- **Work instruction**: Narrow the data below down to the lines containing "mountain".

- **Records shown**:

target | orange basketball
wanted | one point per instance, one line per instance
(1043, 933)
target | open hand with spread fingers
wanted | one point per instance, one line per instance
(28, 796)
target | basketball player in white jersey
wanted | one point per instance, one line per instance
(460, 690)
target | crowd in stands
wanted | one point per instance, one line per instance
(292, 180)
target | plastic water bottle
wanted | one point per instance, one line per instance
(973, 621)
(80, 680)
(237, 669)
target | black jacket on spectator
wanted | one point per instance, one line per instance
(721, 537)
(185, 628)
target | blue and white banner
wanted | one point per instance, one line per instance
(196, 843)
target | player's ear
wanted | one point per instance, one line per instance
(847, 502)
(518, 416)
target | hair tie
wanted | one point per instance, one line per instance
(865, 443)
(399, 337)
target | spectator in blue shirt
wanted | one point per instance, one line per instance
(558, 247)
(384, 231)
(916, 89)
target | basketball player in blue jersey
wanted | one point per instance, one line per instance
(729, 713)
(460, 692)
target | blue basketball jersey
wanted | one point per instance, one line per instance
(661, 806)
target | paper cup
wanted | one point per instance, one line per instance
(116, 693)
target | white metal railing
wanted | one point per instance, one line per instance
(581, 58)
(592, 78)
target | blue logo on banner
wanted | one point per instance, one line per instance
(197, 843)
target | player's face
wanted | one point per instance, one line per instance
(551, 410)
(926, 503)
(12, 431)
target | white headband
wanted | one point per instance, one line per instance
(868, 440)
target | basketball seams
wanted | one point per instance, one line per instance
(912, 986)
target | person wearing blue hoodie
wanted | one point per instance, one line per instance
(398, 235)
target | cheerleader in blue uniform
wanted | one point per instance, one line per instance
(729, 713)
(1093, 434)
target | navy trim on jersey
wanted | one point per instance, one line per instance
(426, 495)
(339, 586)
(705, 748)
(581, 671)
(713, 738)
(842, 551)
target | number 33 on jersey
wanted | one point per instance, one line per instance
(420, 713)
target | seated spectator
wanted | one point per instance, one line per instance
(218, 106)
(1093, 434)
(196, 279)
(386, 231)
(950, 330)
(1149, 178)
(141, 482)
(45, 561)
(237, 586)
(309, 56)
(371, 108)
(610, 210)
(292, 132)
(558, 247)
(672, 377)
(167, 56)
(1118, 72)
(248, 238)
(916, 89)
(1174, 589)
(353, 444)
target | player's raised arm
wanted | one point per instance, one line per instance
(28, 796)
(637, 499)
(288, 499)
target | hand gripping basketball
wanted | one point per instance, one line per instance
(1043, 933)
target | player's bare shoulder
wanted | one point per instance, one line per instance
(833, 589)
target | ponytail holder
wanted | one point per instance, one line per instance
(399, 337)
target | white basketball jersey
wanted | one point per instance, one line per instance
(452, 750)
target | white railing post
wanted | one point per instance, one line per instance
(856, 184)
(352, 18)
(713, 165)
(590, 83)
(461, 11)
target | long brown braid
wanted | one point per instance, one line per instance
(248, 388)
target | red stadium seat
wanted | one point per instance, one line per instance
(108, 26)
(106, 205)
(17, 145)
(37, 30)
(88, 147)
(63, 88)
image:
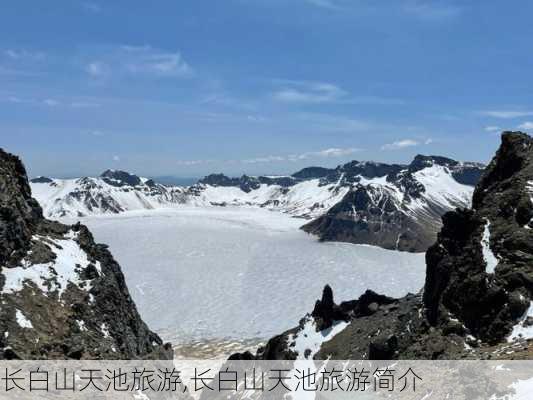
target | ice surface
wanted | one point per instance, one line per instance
(240, 273)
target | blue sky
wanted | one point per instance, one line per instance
(189, 87)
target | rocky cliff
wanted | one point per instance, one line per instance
(477, 299)
(63, 296)
(403, 210)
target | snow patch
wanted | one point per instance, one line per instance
(70, 261)
(523, 330)
(105, 330)
(23, 321)
(307, 342)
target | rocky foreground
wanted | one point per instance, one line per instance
(477, 299)
(63, 296)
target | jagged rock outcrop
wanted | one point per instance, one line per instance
(63, 296)
(481, 268)
(477, 299)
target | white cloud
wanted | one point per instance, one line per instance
(333, 152)
(309, 92)
(97, 69)
(83, 104)
(189, 163)
(51, 102)
(91, 7)
(400, 144)
(266, 159)
(138, 61)
(506, 114)
(146, 60)
(526, 126)
(430, 10)
(24, 55)
(326, 153)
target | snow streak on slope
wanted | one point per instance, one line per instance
(66, 269)
(442, 189)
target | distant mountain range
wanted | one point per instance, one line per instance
(394, 206)
(63, 295)
(477, 301)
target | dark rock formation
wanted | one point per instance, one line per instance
(313, 173)
(41, 179)
(63, 295)
(120, 178)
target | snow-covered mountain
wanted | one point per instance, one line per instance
(401, 210)
(391, 205)
(477, 301)
(63, 296)
(110, 193)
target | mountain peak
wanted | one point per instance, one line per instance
(81, 282)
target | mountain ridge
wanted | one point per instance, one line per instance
(63, 295)
(477, 299)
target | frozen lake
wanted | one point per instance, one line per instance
(210, 275)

- **Exercise answer**:
target | distant mountain range
target | snow-covered mountain
target | mountain peak
target | mountain ridge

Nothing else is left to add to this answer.